* **What is needed**
Please express the items from the line containing "Where is the utility pole located?" through the line containing "[476,261,586,479]" as a JSON list of strings, one string per line, skipping blank lines and omitting the pictures.

## start Source data

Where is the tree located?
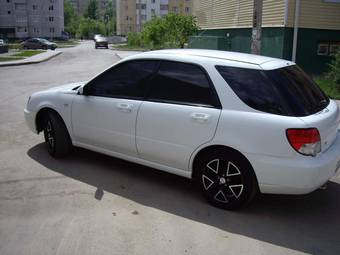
[328,49,340,89]
[84,0,99,20]
[142,13,198,49]
[64,0,79,36]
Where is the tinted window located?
[148,61,215,106]
[87,60,158,99]
[216,66,329,117]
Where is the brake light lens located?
[286,128,321,157]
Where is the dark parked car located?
[94,36,109,49]
[21,38,58,50]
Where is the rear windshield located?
[216,65,329,117]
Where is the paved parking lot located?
[0,42,340,255]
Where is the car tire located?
[195,150,258,210]
[44,112,72,158]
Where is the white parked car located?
[25,50,340,209]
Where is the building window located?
[172,6,178,13]
[15,16,27,22]
[160,4,168,11]
[329,41,340,56]
[318,43,329,56]
[14,3,26,11]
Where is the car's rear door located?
[136,61,221,170]
[72,60,158,156]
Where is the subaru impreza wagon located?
[24,50,340,209]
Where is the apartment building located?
[0,0,64,38]
[69,0,110,15]
[116,0,194,35]
[189,0,340,74]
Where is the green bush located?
[327,50,340,89]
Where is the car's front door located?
[72,60,158,156]
[136,61,221,170]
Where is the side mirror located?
[78,86,90,96]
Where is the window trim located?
[84,58,222,109]
[84,59,160,101]
[144,59,222,109]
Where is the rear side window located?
[148,61,216,107]
[86,60,159,99]
[216,66,329,117]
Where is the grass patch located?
[314,77,340,100]
[112,44,146,51]
[13,50,44,58]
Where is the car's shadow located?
[28,144,340,254]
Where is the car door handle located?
[117,103,133,112]
[190,113,210,122]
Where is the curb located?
[0,51,63,67]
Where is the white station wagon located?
[25,50,340,209]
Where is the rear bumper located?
[246,131,340,194]
[24,109,38,134]
[96,42,108,47]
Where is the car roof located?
[128,49,294,69]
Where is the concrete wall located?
[193,0,285,29]
[287,0,340,30]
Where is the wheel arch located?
[191,145,258,185]
[35,107,67,134]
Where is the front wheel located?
[44,112,72,158]
[197,150,258,210]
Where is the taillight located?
[286,128,321,157]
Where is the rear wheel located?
[44,112,72,158]
[196,150,258,210]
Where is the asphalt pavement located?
[0,41,340,255]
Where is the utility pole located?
[251,0,263,55]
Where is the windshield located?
[216,65,329,117]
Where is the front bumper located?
[24,109,38,134]
[246,131,340,194]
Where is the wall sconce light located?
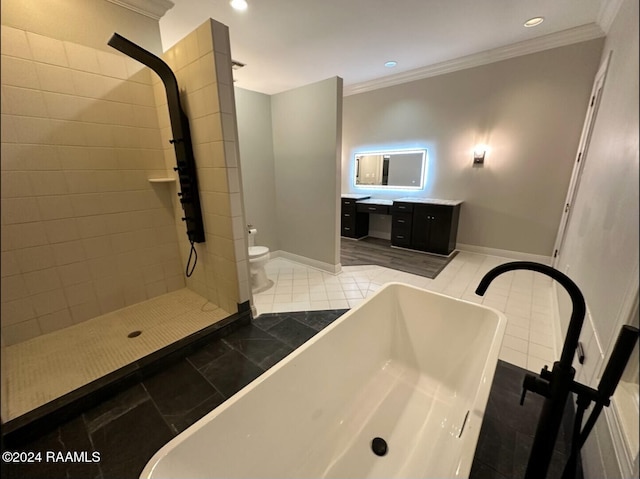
[473,145,488,166]
[229,0,248,11]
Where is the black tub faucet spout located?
[476,261,639,479]
[476,261,586,479]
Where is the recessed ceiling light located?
[524,17,544,28]
[229,0,247,10]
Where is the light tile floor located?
[254,251,557,372]
[0,288,230,421]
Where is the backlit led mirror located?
[354,150,427,190]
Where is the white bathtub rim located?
[140,282,507,479]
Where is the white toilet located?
[249,225,273,293]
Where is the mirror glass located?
[354,150,427,190]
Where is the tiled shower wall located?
[1,25,184,346]
[154,20,250,313]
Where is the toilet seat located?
[249,246,269,259]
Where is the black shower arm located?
[108,33,205,247]
[107,33,188,140]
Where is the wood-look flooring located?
[340,236,458,279]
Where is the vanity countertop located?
[393,196,462,206]
[358,198,394,206]
[340,193,371,201]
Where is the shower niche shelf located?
[148,178,176,183]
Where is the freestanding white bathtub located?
[141,283,506,479]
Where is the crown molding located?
[598,0,622,33]
[107,0,173,20]
[344,23,604,96]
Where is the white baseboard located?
[456,243,551,266]
[271,250,342,274]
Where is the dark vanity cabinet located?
[411,204,460,255]
[340,198,369,239]
[391,201,413,248]
[391,201,460,255]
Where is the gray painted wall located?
[235,77,342,266]
[235,87,280,251]
[342,39,603,256]
[271,77,342,265]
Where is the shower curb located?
[0,301,252,450]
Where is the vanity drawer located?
[391,201,413,214]
[342,198,356,215]
[357,203,389,215]
[392,213,413,231]
[391,213,413,248]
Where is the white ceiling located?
[160,0,617,94]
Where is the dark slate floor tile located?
[269,317,317,348]
[474,416,518,477]
[187,339,229,369]
[284,309,349,331]
[513,433,567,479]
[91,400,173,479]
[485,388,544,436]
[251,313,284,331]
[469,459,512,479]
[227,337,293,370]
[200,349,264,398]
[491,361,528,396]
[83,384,149,433]
[2,416,102,479]
[163,392,225,434]
[143,360,217,416]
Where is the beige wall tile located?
[0,275,29,303]
[38,309,73,334]
[29,171,69,196]
[51,240,87,266]
[0,25,32,60]
[0,171,33,198]
[43,218,80,244]
[56,262,91,286]
[0,55,40,89]
[0,198,40,225]
[62,42,100,73]
[27,32,69,67]
[2,86,47,117]
[36,195,74,220]
[0,298,36,328]
[0,29,244,339]
[0,251,20,278]
[2,319,42,346]
[64,282,97,306]
[23,268,62,295]
[33,63,76,95]
[32,289,67,316]
[96,50,129,80]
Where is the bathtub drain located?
[371,437,387,456]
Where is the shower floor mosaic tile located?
[254,251,559,373]
[2,310,582,479]
[2,288,230,421]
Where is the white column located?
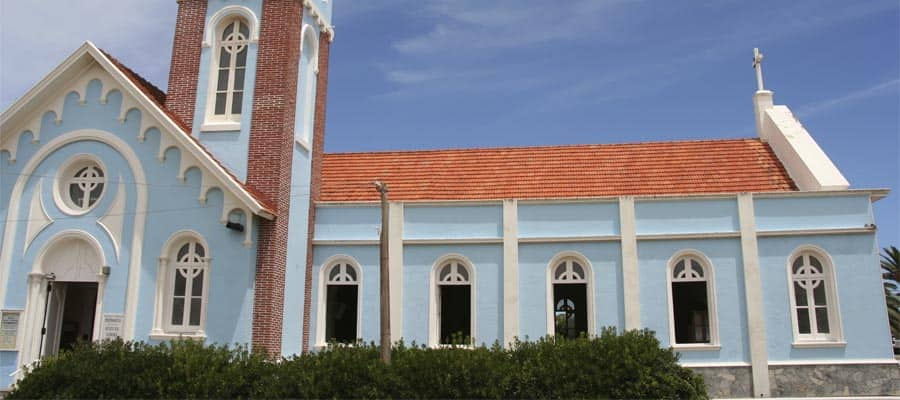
[503,200,519,346]
[738,193,769,397]
[619,196,641,330]
[388,202,403,342]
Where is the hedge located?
[8,329,707,399]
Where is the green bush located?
[9,329,707,399]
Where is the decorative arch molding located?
[785,244,845,347]
[315,254,363,347]
[428,253,478,347]
[666,249,721,350]
[203,5,259,47]
[546,250,597,335]
[0,129,147,340]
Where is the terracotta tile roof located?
[321,139,797,201]
[99,49,275,213]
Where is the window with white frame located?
[55,155,107,215]
[325,261,359,343]
[552,257,589,339]
[789,249,841,341]
[435,258,474,344]
[669,252,718,345]
[207,17,250,123]
[166,238,209,333]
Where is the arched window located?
[668,251,718,345]
[294,25,319,145]
[325,261,359,343]
[209,18,250,122]
[150,231,211,340]
[431,256,475,344]
[551,256,591,339]
[789,248,841,341]
[169,240,209,332]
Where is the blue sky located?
[0,0,900,246]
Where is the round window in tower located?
[54,155,107,215]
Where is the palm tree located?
[881,246,900,338]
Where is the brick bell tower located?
[166,0,333,356]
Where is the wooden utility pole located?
[375,181,391,364]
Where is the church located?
[0,0,900,397]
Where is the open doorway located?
[43,282,97,355]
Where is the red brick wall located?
[247,0,303,356]
[303,32,331,353]
[166,0,206,127]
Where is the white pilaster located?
[503,200,519,346]
[738,193,769,397]
[388,202,403,342]
[619,196,641,330]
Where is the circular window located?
[55,156,106,214]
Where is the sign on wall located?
[100,314,125,340]
[0,310,22,350]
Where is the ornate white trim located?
[546,250,597,336]
[203,5,259,47]
[428,253,478,348]
[22,178,53,253]
[666,249,721,351]
[314,254,360,347]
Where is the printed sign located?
[0,310,22,350]
[100,314,125,340]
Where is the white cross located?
[753,48,765,91]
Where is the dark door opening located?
[440,285,472,344]
[48,282,97,353]
[325,285,359,343]
[553,283,588,339]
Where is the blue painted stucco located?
[315,207,381,240]
[403,204,503,239]
[0,80,256,385]
[192,0,262,180]
[518,242,625,340]
[403,244,503,345]
[753,194,874,231]
[638,239,750,362]
[759,234,892,361]
[518,202,619,238]
[634,198,740,235]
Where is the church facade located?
[0,0,900,397]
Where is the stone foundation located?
[768,363,900,397]
[689,366,753,398]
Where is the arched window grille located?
[325,261,359,343]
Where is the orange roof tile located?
[321,139,797,201]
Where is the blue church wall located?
[638,239,750,362]
[634,198,740,235]
[516,242,625,340]
[310,245,381,349]
[316,206,381,240]
[192,0,262,181]
[753,194,874,231]
[759,234,893,361]
[402,244,503,345]
[404,204,503,239]
[518,202,619,238]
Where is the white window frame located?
[200,16,250,132]
[786,245,846,348]
[315,254,363,348]
[150,230,212,340]
[546,251,597,336]
[666,249,721,351]
[428,253,478,348]
[53,153,110,216]
[294,24,319,150]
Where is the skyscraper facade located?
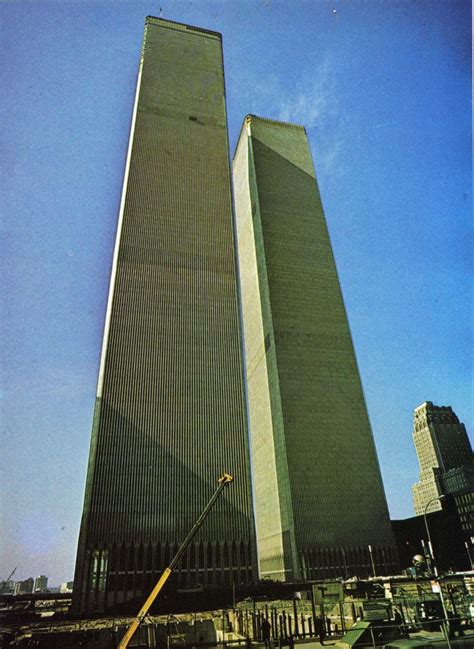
[413,401,474,535]
[234,116,397,580]
[74,17,256,611]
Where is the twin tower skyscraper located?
[74,17,396,612]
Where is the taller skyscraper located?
[234,116,397,580]
[413,401,474,536]
[74,17,255,611]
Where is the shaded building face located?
[234,116,396,580]
[74,18,255,611]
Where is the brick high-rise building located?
[412,401,474,536]
[74,17,256,611]
[234,116,397,580]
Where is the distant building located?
[392,496,472,572]
[233,115,398,581]
[13,577,35,595]
[33,575,48,593]
[413,401,474,536]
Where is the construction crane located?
[118,473,234,649]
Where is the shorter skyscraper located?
[413,401,474,535]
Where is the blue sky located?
[0,0,473,584]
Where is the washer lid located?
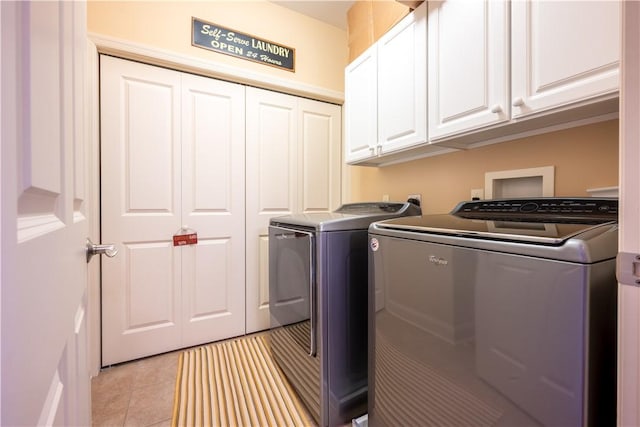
[270,202,421,231]
[375,214,616,245]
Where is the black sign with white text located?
[191,18,296,72]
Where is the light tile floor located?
[91,350,182,427]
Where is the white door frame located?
[617,1,640,426]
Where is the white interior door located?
[101,56,244,365]
[0,1,95,426]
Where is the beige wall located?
[87,0,348,92]
[87,0,618,213]
[349,120,618,214]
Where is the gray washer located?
[368,198,618,426]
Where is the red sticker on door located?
[173,233,198,246]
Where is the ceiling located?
[271,0,354,31]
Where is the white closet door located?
[101,57,245,365]
[100,56,182,365]
[181,74,245,346]
[246,87,299,333]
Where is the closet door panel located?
[100,56,182,365]
[182,74,245,346]
[246,87,299,333]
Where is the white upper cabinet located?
[377,0,427,154]
[428,0,510,139]
[344,45,378,163]
[511,1,620,118]
[344,2,452,165]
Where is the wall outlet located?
[471,188,484,200]
[407,194,422,206]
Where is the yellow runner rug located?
[171,334,313,427]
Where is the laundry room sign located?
[191,18,296,72]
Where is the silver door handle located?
[87,238,118,262]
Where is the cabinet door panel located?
[427,0,509,138]
[344,45,378,163]
[512,1,620,118]
[377,5,427,154]
[298,98,342,213]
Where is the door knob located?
[512,97,524,107]
[87,238,118,262]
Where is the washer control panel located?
[452,197,618,221]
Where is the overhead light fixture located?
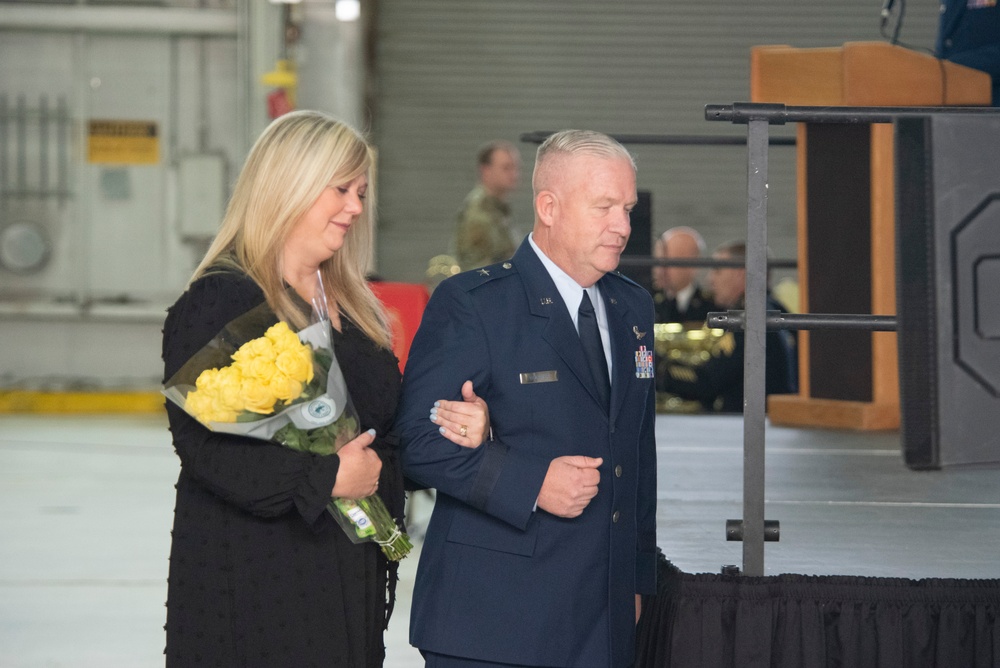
[334,0,361,21]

## end Source data

* **Result**
[
  "Where is the utility pole located?",
  "[251,0,263,55]",
  "Where is the windshield located?",
  "[216,65,329,117]",
  "Where is the front bumper located?",
  "[24,109,38,134]",
  "[246,131,340,194]",
  "Where is the wall sconce light located?",
  "[473,145,488,166]",
  "[229,0,248,11]",
  "Where is the black tub faucet spout located?",
  "[476,261,639,479]",
  "[476,261,586,479]"
]